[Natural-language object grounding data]
- - - -

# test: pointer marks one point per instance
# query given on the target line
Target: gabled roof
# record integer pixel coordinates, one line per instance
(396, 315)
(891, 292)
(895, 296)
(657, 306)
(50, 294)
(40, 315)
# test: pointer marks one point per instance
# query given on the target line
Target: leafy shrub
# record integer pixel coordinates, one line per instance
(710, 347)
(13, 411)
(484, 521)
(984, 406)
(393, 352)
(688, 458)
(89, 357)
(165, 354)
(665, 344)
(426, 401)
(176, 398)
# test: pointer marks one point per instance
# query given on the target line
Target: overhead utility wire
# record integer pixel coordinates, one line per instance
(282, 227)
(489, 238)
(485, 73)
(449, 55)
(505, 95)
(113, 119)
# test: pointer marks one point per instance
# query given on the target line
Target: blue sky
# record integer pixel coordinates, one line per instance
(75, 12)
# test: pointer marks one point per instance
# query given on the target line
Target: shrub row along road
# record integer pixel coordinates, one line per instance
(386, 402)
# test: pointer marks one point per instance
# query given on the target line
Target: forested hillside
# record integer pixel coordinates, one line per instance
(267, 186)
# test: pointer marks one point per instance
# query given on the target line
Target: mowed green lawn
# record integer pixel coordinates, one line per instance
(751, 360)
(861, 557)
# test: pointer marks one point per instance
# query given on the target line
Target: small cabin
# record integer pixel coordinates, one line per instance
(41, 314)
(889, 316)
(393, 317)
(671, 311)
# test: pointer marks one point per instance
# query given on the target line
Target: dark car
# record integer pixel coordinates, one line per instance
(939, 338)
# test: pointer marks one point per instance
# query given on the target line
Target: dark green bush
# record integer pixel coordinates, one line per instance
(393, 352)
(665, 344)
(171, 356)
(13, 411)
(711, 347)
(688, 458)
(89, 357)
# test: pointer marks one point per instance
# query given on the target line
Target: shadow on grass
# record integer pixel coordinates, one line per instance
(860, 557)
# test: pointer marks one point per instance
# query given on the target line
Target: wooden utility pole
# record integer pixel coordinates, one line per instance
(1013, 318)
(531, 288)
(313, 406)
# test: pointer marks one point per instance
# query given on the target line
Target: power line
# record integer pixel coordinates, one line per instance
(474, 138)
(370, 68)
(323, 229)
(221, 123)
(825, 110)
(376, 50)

- - - -

### Exercise description
Reproduce the entries exactly, starting at their first line and stopping after the line with "Target: shrub row along road".

### Result for this task
# test: pointer marks one point per instance
# query given on the target line
Target: gabled roof
# record integer pixel coordinates, one line per instance
(396, 315)
(891, 292)
(895, 296)
(657, 306)
(50, 294)
(40, 315)
# test: pointer marks one point per instance
# query given on the target line
Target: leafy shrub
# record integer pixel coordinates, one line per instance
(710, 347)
(13, 411)
(484, 521)
(984, 406)
(393, 352)
(688, 458)
(89, 357)
(165, 354)
(665, 344)
(426, 401)
(176, 398)
# test: pointer marks one point per instance
# query given on the target line
Target: overhead utility wire
# record integer pixel coordinates, one line per instance
(282, 227)
(489, 238)
(485, 73)
(449, 55)
(505, 95)
(113, 119)
# test: pointer marks one point per instance
# query given on the target line
Target: blue sky
# record integer pixel coordinates, one line per instance
(75, 12)
# test: pointer marks one point per instance
# query given on the target line
Target: shrub row along road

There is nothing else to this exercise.